### AUFGABENDETAILS
Zeige jede Zeile der folgenden Einträge, die das Wort „mounted“ enthält. Achte dabei auf Groß- und Kleinschreibung.

### VORLIEGENDE EINTRÄGE
—————

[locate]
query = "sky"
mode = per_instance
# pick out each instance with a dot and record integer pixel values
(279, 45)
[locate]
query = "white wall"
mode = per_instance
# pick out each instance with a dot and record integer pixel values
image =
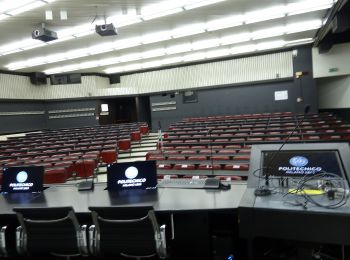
(234, 71)
(241, 70)
(334, 92)
(338, 57)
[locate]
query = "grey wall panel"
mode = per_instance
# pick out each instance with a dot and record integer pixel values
(22, 122)
(71, 113)
(257, 98)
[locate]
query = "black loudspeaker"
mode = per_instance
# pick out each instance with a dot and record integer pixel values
(44, 35)
(114, 79)
(38, 78)
(106, 29)
(340, 23)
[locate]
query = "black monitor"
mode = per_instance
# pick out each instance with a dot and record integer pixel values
(27, 179)
(132, 175)
(298, 160)
(298, 163)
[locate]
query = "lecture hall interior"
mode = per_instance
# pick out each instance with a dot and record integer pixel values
(163, 129)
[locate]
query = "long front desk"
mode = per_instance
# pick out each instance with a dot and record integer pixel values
(195, 218)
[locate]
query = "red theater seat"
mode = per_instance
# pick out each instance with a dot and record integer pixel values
(197, 158)
(164, 166)
(241, 158)
(108, 156)
(209, 167)
(185, 167)
(220, 158)
(144, 130)
(135, 136)
(55, 175)
(236, 167)
(84, 168)
(124, 144)
(176, 158)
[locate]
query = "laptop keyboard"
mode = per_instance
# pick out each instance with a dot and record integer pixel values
(183, 183)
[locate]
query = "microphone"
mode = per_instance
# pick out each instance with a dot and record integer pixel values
(265, 191)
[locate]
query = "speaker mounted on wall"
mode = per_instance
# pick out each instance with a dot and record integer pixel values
(38, 78)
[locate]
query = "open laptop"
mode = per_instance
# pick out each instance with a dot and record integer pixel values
(132, 175)
(22, 179)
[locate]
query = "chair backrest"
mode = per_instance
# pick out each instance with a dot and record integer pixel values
(127, 231)
(50, 231)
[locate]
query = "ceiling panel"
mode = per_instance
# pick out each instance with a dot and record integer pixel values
(81, 12)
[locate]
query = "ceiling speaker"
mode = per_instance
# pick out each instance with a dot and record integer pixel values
(106, 29)
(44, 35)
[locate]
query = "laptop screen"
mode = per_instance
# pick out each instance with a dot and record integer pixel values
(22, 179)
(300, 163)
(132, 175)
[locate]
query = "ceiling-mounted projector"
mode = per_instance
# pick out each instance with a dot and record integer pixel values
(106, 29)
(44, 35)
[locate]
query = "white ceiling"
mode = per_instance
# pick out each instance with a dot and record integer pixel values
(19, 27)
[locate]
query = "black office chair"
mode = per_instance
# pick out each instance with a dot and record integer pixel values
(131, 232)
(50, 231)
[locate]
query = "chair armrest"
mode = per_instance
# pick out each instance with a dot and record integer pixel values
(162, 252)
(3, 251)
(82, 240)
(92, 239)
(19, 240)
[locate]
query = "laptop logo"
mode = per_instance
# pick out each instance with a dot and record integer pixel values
(22, 176)
(131, 172)
(298, 161)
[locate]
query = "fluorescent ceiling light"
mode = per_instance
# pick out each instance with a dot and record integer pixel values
(114, 70)
(151, 64)
(202, 3)
(131, 67)
(3, 16)
(308, 6)
(243, 49)
(204, 44)
(187, 30)
(178, 48)
(265, 14)
(130, 57)
(303, 26)
(267, 33)
(26, 8)
(153, 53)
(194, 56)
(83, 34)
(172, 60)
(270, 45)
(217, 53)
(81, 31)
(209, 54)
(7, 5)
(129, 22)
(299, 41)
(161, 14)
(156, 37)
(235, 38)
(223, 23)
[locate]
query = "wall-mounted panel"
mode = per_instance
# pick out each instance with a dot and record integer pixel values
(333, 63)
(235, 71)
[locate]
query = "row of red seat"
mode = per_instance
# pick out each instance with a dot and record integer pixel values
(64, 160)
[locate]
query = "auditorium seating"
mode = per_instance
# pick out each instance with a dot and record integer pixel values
(225, 141)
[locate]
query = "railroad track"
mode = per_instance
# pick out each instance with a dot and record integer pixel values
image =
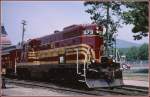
(124, 90)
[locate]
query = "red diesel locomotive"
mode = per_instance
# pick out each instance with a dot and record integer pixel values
(74, 54)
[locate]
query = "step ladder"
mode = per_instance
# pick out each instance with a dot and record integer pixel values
(82, 72)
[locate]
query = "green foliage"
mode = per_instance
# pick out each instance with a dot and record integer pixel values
(143, 52)
(135, 13)
(132, 53)
(98, 13)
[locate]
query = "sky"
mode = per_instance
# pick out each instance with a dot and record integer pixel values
(44, 17)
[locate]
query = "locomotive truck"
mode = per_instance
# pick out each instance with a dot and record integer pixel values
(74, 54)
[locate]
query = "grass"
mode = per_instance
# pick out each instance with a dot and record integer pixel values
(135, 76)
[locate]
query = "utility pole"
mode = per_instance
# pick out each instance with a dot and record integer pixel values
(23, 30)
(22, 42)
(107, 33)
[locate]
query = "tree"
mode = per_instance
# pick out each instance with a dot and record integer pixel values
(135, 13)
(132, 53)
(143, 52)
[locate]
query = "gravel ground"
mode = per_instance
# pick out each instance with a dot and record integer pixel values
(15, 90)
(135, 76)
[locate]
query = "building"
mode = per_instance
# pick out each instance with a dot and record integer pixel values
(4, 40)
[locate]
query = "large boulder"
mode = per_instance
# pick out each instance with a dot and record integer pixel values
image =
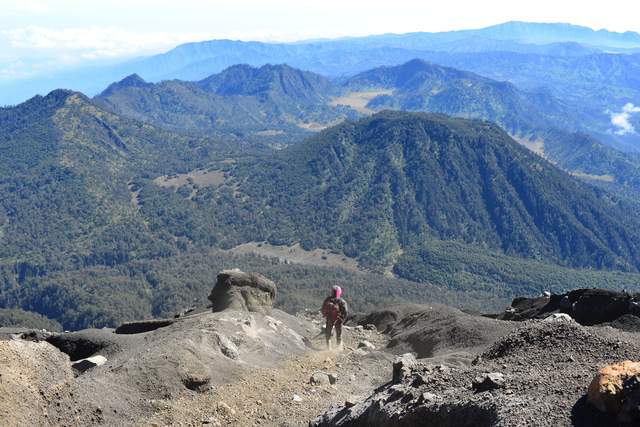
(616, 390)
(236, 290)
(586, 306)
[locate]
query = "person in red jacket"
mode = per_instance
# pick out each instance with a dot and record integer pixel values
(334, 309)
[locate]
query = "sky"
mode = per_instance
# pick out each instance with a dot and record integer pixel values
(37, 36)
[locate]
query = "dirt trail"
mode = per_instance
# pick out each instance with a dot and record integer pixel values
(284, 396)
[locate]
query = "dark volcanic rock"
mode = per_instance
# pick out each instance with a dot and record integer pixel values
(237, 290)
(488, 382)
(437, 331)
(548, 366)
(141, 326)
(586, 306)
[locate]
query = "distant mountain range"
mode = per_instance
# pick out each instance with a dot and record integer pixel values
(270, 103)
(195, 61)
(276, 105)
(381, 186)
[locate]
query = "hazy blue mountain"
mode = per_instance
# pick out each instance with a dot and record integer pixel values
(194, 61)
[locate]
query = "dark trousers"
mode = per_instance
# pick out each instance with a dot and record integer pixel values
(333, 323)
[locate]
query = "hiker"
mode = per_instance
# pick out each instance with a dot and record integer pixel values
(334, 309)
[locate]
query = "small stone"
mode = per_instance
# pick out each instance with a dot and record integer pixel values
(488, 382)
(319, 378)
(402, 366)
(427, 397)
(225, 409)
(364, 344)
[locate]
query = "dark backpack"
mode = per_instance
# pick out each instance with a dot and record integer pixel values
(333, 309)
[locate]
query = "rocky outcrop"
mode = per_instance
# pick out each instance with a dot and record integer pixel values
(536, 375)
(33, 377)
(436, 331)
(586, 306)
(88, 363)
(141, 326)
(616, 390)
(236, 290)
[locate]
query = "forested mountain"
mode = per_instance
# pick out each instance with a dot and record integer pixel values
(65, 181)
(540, 43)
(254, 103)
(380, 187)
(278, 105)
(105, 218)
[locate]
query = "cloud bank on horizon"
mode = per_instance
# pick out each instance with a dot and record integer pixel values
(37, 35)
(622, 119)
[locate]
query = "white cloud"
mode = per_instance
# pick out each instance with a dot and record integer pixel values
(97, 42)
(27, 6)
(621, 120)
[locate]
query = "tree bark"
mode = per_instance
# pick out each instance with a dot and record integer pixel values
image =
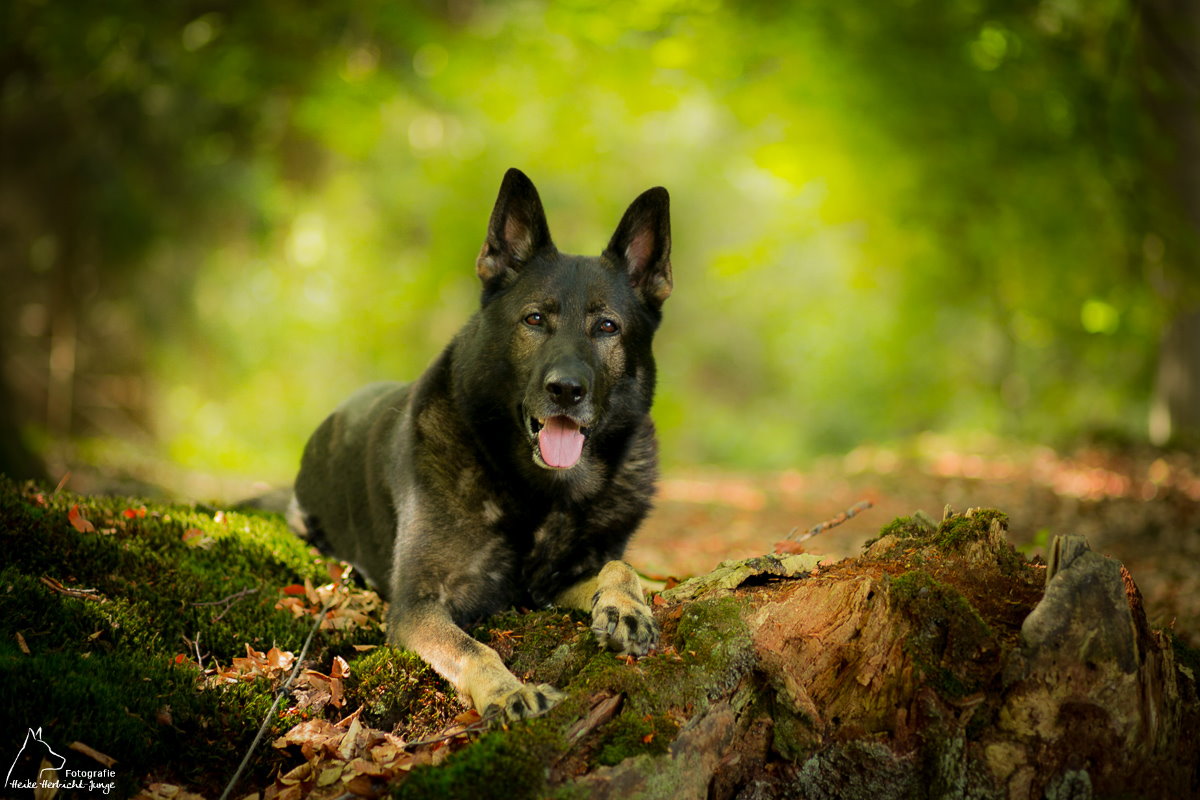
(940, 663)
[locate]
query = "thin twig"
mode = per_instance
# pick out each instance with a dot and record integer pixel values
(849, 513)
(199, 659)
(237, 595)
(279, 698)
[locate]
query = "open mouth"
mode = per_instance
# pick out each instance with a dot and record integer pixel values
(559, 440)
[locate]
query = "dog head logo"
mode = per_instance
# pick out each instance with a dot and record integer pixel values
(35, 752)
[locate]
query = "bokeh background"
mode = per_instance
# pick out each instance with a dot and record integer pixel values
(969, 217)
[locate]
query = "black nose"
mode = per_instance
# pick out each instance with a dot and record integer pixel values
(565, 390)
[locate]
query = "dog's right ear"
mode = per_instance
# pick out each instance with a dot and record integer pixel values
(516, 230)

—————

### DIE LÖSUNG
query = "speaker mounted on wall"
query = "ceiling-mounted projector"
query = "wall-mounted panel"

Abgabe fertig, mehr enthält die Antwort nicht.